#### Recorded data

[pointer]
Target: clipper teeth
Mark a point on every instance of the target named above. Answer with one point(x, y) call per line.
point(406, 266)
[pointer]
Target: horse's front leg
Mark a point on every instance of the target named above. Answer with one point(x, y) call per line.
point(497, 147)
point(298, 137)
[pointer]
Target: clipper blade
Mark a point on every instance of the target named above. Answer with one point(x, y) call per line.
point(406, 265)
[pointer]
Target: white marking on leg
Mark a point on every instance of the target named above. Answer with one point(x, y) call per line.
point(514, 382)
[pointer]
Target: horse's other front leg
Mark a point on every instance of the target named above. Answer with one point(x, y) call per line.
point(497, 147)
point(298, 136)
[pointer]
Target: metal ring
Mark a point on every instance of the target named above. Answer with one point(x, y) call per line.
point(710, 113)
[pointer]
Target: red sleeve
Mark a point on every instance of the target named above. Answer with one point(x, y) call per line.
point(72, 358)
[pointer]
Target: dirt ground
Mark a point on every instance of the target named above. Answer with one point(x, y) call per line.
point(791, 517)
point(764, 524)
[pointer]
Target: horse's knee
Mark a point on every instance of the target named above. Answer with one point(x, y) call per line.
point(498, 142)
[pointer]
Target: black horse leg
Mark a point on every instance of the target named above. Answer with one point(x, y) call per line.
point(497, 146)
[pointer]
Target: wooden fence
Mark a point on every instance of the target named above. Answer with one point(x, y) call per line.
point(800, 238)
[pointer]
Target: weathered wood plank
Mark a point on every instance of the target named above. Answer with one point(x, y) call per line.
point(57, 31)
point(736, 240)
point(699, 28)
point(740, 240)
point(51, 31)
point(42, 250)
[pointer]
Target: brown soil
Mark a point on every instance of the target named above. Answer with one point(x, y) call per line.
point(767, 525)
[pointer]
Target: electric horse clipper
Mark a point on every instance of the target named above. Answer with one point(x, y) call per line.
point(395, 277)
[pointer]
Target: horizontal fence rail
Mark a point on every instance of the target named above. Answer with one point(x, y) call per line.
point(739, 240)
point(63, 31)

########

**The task:** Extract, please, the lines from the start of the entries above through the one with "Target: dirt ground", both included, reproducing each exactly and adding nothing.

**Problem solution:**
[pointer]
Target: clipper teeth
Mark a point on every instance of the target named above. Answer with one point(x, y) call per line.
point(406, 266)
[pointer]
Target: horse's front leg
Mark a point on every instance of the target named above. Answer with one point(x, y) call per line.
point(497, 147)
point(298, 137)
[pointer]
Target: clipper blade
Mark a point on every instance of the target named above. Answer with one point(x, y) call per line.
point(406, 265)
[pointer]
Target: white marking on leg
Mark a point on every instance of the target named above. Answer with one point(x, y) call per line.
point(514, 382)
[pointer]
Target: horse's other front leg
Mark a point on every instance of the target named above. Answer with one point(x, y) call per line.
point(497, 147)
point(298, 136)
[pointer]
Target: metal ring
Mark a point on every instance of the target named above. Answer with one point(x, y) call per line.
point(710, 113)
[pointer]
Target: red sleeve
Mark a point on every instance of the target named above. Answer with one point(x, y) call per line.
point(72, 358)
[pointer]
Target: dirt ground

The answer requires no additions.